[Extracted records]
== Segment start ==

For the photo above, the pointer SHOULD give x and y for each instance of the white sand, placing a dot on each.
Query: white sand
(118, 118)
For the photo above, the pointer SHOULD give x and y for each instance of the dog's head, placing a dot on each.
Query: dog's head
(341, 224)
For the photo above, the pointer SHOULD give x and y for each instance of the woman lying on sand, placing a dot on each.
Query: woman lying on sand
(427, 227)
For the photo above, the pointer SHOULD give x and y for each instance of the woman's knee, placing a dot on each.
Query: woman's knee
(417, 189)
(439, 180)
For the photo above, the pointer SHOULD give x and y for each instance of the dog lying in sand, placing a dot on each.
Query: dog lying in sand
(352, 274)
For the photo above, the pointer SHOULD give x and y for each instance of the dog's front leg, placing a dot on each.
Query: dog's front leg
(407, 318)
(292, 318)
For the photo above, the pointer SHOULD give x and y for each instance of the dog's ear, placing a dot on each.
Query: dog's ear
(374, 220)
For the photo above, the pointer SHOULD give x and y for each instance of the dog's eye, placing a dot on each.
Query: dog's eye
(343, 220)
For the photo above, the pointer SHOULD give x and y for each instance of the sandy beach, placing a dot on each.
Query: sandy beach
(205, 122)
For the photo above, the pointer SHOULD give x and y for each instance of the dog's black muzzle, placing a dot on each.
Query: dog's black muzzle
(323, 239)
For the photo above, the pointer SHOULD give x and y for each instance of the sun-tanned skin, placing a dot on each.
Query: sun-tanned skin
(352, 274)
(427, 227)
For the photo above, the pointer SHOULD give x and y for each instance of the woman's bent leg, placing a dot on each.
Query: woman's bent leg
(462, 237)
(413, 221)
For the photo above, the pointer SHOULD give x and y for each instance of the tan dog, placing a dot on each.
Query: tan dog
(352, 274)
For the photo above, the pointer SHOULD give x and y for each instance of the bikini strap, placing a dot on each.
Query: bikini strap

== Segment end ==

Exercise ::
Write out the records again so that each line matches the original exactly.

Task result ::
For the photo above, the pointer SHOULD give x and y for each instance of the white sand, placing a dot on each.
Query: white sand
(118, 118)
For the photo above, the pointer SHOULD give x and y for each instance of the dog's head, placing a dot on each.
Query: dog's head
(341, 224)
For the photo above, the pointer SHOULD give x and y for each instance of the woman lying on sand, placing a dot on each.
Query: woman lying on sand
(427, 227)
For the photo above, the pointer SHOULD give x and y for each instance of the woman's knee, placing a dot on each.
Query: woman's knee
(417, 189)
(439, 180)
For the photo above, the pointer SHOULD give x and y for each instance of the dog lying in sand, placing a dot on each.
Query: dog lying in sand
(352, 274)
For the photo above, the pointer SHOULD give x and y for each instance of the dog's front leg, placing a dot on each.
Query: dog's front leg
(407, 318)
(292, 318)
For the photo above, the pointer SHOULD give x and y for each instance of the dog's ear, placing a dot on each.
Query: dog's ear
(374, 220)
For the photo above, the pointer SHOULD give x and y for each instance of the dog's eye, placing a dot on each.
Query: dog's eye
(343, 220)
For the photo above, the pointer SHOULD give x and y for each instance of the sandy beach, placing a dot on each.
Query: sandy beach
(205, 122)
For the photo above, the pointer SHOULD give x and y for each instance of the dog's black muzzle, placing a dot on each.
Query: dog's black muzzle
(323, 239)
For the photo above, the pointer SHOULD give x and y for each instance of the sun-tanned skin, placing a dot on each.
Query: sun-tanned skin
(352, 274)
(427, 227)
For the photo above, the pointer SHOULD give x and y for each instance of the woman's bent leg, placing a dot on each.
Query: woman's bent leg
(462, 237)
(413, 221)
For the photo above, the pointer SHOULD give x and y for each instance of the tan dog, placing a dot on each.
Query: tan dog
(352, 274)
For the photo above, the pointer SHOULD give x and y for each instance of the bikini strap, placing a dot on each.
Query: bikini strap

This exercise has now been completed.